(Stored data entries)
::::

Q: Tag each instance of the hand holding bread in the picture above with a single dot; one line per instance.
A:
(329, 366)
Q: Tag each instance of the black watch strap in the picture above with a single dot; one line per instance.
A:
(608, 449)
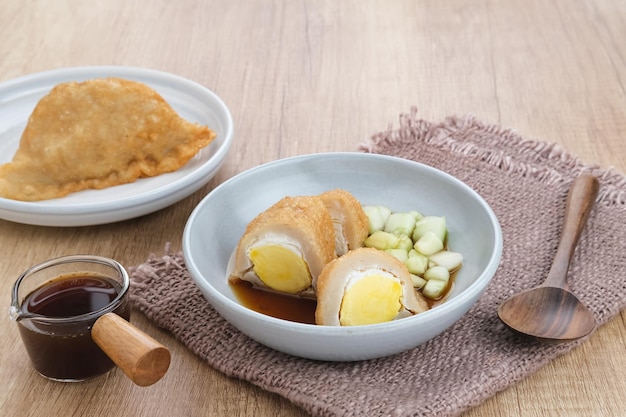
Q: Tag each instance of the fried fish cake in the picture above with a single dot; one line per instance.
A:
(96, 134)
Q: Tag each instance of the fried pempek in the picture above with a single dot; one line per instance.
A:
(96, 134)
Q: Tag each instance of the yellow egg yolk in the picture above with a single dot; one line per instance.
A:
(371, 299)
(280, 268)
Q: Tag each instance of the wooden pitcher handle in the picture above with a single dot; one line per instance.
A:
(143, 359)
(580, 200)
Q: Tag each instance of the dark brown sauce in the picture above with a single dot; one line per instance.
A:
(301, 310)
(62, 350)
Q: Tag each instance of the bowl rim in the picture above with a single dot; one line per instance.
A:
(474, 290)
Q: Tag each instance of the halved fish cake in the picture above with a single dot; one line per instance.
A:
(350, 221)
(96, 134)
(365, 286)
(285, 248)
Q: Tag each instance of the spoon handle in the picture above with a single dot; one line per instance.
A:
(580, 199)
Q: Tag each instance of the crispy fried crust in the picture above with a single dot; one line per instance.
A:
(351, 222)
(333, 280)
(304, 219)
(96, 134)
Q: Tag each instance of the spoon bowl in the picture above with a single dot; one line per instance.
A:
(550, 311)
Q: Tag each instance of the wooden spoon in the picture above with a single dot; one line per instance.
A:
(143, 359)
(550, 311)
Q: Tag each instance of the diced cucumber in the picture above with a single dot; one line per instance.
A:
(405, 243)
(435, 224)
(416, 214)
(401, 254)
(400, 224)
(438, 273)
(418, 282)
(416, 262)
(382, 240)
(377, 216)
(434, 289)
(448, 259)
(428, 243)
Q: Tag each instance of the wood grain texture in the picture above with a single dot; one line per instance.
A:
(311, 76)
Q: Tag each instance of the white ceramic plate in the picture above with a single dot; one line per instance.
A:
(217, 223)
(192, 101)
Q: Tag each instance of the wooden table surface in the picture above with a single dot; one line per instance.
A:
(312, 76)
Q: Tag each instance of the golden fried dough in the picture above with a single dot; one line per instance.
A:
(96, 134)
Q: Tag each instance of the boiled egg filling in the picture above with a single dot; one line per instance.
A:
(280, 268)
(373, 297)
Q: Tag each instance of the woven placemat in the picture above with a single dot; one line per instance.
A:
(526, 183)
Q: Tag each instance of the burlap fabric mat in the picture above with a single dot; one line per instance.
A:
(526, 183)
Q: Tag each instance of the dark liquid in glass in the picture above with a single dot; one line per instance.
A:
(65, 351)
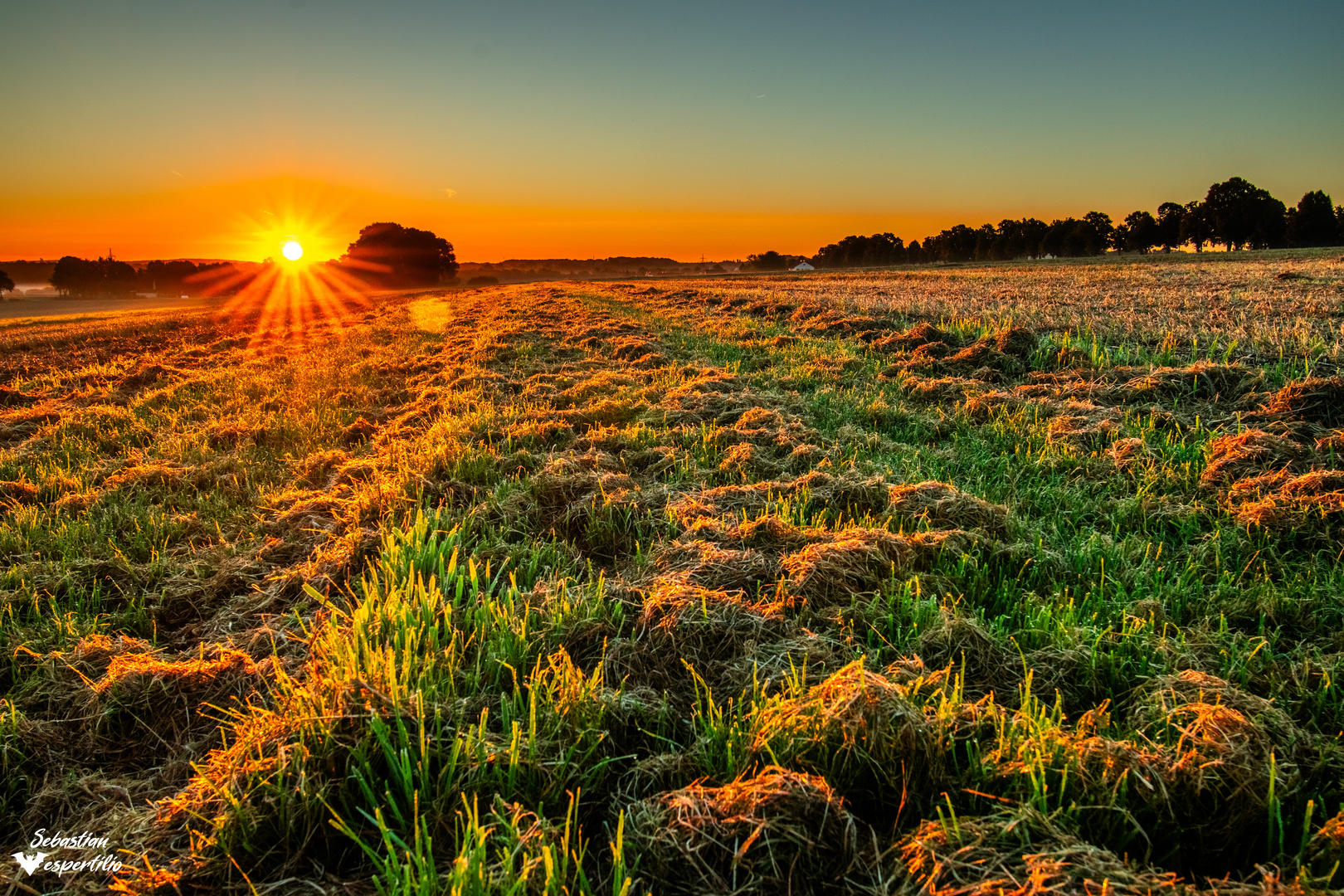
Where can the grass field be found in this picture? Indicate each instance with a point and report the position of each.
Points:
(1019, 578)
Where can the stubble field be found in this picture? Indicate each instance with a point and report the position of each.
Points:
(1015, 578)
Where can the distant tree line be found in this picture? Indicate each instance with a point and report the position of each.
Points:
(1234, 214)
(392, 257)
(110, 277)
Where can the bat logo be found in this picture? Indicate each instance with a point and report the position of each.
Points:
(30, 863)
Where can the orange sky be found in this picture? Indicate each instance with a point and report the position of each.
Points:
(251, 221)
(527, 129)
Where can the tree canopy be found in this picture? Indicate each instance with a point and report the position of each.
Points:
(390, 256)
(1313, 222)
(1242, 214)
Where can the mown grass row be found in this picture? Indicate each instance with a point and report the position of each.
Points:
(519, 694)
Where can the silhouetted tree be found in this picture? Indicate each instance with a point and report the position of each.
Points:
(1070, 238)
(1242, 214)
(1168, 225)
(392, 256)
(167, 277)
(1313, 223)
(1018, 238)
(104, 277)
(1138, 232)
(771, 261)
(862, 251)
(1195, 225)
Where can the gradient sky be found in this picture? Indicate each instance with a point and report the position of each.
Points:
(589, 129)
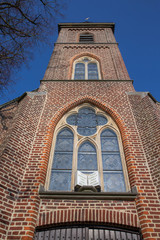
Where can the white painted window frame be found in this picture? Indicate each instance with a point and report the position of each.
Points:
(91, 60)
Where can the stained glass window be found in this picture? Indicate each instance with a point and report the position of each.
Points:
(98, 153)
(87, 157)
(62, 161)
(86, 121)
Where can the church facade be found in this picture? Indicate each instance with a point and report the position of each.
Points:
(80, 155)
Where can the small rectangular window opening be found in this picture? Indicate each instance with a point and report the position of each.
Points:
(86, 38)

::::

(YOUR OBJECTIVE)
The entries are to be reproduced exactly, excluding any pictures they contain.

(TASK OUTPUT)
Q: Tag each instance of the hand holding bread in the picture above with a single dot; one line per instance.
A:
(329, 366)
Q: Tag each instance of the black watch strap in the picture above with a single dot; one line per instance.
A:
(608, 449)
Q: Tag each instance of the fried fish cake in the picture above with a single dot; one line per instance.
A:
(96, 134)
Q: Tag each instance of the fried pempek in the picture above with a single dot; one line per instance.
A:
(96, 134)
Q: Tag each instance of the yellow egg yolk in the picture above with a single dot; one line per instance.
A:
(371, 299)
(280, 268)
Q: Tag each instance of the wooden pitcher handle in the picture above with a single dot; one line per instance.
A:
(143, 359)
(580, 200)
Q: Tag each instance of the dark brown sauce in the picture above with a single dot; one line per instance.
A:
(301, 310)
(62, 350)
Q: Tag each instance of the bowl rim in the picture above with a single dot; one line per instance.
A:
(474, 290)
Q: Tag each instance of the halved fish cake in the picture above with a single dot; one line per instance.
A:
(350, 221)
(96, 134)
(365, 286)
(285, 248)
Q: Tag each instance of the spoon handle in the picture above with a single dot; one line per instance.
A:
(580, 199)
Q: Tag each instance of the crispy fried crust in the picture above with a single dot; one line per instance.
A:
(351, 222)
(333, 280)
(304, 219)
(96, 134)
Q: Tag each instance of the spoon bowl in the picture above with a single dot; one line per instance.
A:
(550, 311)
Q: Tag each instance of the wooden spoon in the picture above with a single dot; one line per instance.
A:
(143, 359)
(550, 311)
Q: Tag each instance of the diced cucumber in the picture above with a single dot; one line per instance.
A:
(405, 243)
(435, 224)
(416, 214)
(401, 254)
(400, 224)
(438, 273)
(418, 282)
(416, 262)
(382, 240)
(377, 216)
(434, 289)
(448, 259)
(428, 243)
Q: Tag each instance of the wood grain texture in the picture above with a single dot; one line per instance.
A:
(311, 76)
Q: Tag each instance of the white ceramic plate in the picture above with a single dot; one line per instance.
A:
(217, 223)
(192, 101)
Q: Tag each instance of the wooden table surface in the picture above with a single dot; one line per instance.
A:
(312, 76)
Q: Tag each instance of the golden fried dough in the picture above with a single dot; one line per instance.
A:
(96, 134)
Q: Tag each instance of the boiled egg filling in the picture above with a single dot; one line per instance.
A:
(280, 268)
(373, 297)
Q: Tag each instance of the woven placemat in the picture above with a single dot; one line per instance.
A:
(526, 183)
Q: Tag each instance of the burlap fabric mat in the picture above with a single dot; one line per instance.
A:
(526, 183)
Q: Tag each instance of the dark liquid in glass in the picture above with a single dot; one line per instance.
A:
(65, 351)
Where can the grass field be found in this picture? Indicate each instance with a point and report the position of each.
Points:
(1019, 578)
Where can the stubble field be found in this picture? Indicate each instance with a point and report the position of each.
Points:
(1015, 578)
Where can the distant tree line be found in this picture? Indicate each instance with a point and report the position of each.
Points:
(1234, 214)
(392, 257)
(110, 277)
Where can the bat logo be found in this picture? Indicate each instance with a point and report the position of each.
Points:
(30, 863)
Where can the orange sky be found in this picture? Indicate each instance with a point and report the position of each.
Points:
(251, 221)
(527, 129)
Where can the tree canopy be found in this picture? Indicate each instance with a point and report the position of each.
Points:
(390, 256)
(1313, 222)
(1242, 214)
Where can the mown grass row be found in this picture? Indicate each instance with a point and report the position of each.
Points:
(519, 694)
Where can the silhouetted tree be found in this picture? Indicate each instance with a point and report the position of each.
Points:
(1070, 238)
(1242, 214)
(1168, 225)
(392, 256)
(167, 277)
(1313, 223)
(1018, 238)
(104, 277)
(1138, 232)
(771, 261)
(862, 251)
(1195, 225)
Where can the gradient sky be found in this picture? Indicate each instance with a point and report the position of each.
Points:
(589, 129)
Where can the white painted window frame be found in this picture? Indicate each instance with a point and report the position of each.
Points:
(91, 60)
Where can the stained glass window be found in this picture? Indicate each instance with a point and report the position of each.
Points:
(98, 153)
(87, 157)
(62, 161)
(86, 121)
Where can the church facade be found in this picture? Indicate each instance with a point and report the position of each.
Points:
(80, 155)
Where can the small rectangular window opening be found in this picture? Indicate each instance with a point and report the position of each.
Points:
(86, 38)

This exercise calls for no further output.